- **DATA RECORDS**
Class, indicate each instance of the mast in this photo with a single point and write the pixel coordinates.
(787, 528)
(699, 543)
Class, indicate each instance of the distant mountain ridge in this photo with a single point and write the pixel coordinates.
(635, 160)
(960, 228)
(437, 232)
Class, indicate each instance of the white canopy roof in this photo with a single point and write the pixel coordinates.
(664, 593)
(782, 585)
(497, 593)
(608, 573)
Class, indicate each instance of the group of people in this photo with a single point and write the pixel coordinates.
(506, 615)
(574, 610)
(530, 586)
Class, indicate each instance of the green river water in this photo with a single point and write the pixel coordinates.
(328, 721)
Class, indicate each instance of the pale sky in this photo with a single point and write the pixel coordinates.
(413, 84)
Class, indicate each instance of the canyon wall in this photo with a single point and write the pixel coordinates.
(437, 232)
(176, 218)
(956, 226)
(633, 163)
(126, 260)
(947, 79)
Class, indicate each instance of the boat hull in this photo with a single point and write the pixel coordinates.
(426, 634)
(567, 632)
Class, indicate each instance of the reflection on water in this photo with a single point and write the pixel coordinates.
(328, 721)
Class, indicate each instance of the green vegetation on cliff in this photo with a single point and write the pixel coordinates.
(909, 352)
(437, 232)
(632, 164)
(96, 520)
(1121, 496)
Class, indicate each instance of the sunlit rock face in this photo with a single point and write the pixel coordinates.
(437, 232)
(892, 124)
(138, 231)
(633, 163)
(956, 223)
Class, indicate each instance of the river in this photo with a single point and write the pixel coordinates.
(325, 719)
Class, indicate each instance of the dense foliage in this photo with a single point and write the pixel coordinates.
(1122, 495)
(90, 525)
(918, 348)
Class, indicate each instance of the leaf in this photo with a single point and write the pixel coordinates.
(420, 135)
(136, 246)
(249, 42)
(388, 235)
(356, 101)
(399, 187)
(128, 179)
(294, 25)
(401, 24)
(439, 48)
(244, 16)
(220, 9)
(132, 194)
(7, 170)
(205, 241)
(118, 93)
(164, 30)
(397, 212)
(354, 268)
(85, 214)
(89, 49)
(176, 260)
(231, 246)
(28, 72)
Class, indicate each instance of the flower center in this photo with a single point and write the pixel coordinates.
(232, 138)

- **WHAT TO WORK ON**
Word for word, restate the material above.

- **RESPONSE BELOW**
Class, indicate each instance of the mast in this photo with a single point and write the pixel coordinates.
(787, 528)
(699, 543)
Class, indicate each instance of the distant mountain ridge in this photo with a single point and write the pixel coordinates.
(635, 160)
(960, 228)
(437, 232)
Class, indicate each instance of the white canopy roof in this photo with a single point and write the pixel coordinates.
(664, 593)
(782, 585)
(497, 593)
(608, 573)
Class, indicate each instance of the group of people in this photo with a single point and write the pixel coordinates.
(506, 615)
(574, 610)
(530, 586)
Class, indicate each instance of the green river water in this photo with a single point and write the pixel coordinates.
(328, 721)
Class, indicate each instance of the pale sky in this photo with a single point and write the pixel coordinates.
(413, 84)
Class, indicate each instance of the canyon wall in this photo with a single point and write the pixel coordinates.
(437, 232)
(176, 218)
(956, 226)
(633, 163)
(126, 260)
(947, 79)
Class, indicate each instance of the boat hull in this photo with a single point and write the pixel coordinates.
(426, 634)
(567, 632)
Class, indicate each instance of the reflection on water in this photo with a single point and write the pixel coordinates.
(328, 721)
Class, indicate each instance of the green vegetation on cliff in this photo with a single point and write the pixel coordinates.
(909, 352)
(437, 232)
(632, 164)
(96, 520)
(1121, 496)
Class, indicate each instance of the sunlit rock face in this photo with a single point and write the pixel coordinates.
(437, 232)
(892, 124)
(138, 231)
(633, 163)
(956, 223)
Class, indicate each instance of the river in this photo with a single point and write the pixel coordinates.
(325, 719)
Class, indicate each instance of the dense foliage in this photo with a single point and write the pixel coordinates.
(1122, 495)
(90, 525)
(918, 348)
Class, indicate each instance of the leaf in this photo with a single point and write the pixel coordinates.
(420, 135)
(136, 246)
(249, 42)
(388, 235)
(356, 101)
(399, 187)
(128, 179)
(294, 25)
(401, 24)
(439, 48)
(244, 16)
(220, 9)
(132, 194)
(7, 170)
(205, 241)
(118, 93)
(164, 30)
(397, 212)
(354, 268)
(85, 214)
(89, 49)
(176, 260)
(231, 246)
(28, 72)
Class, indicate each instance of the flower center in this photo with a single point and write the pixel coordinates.
(232, 138)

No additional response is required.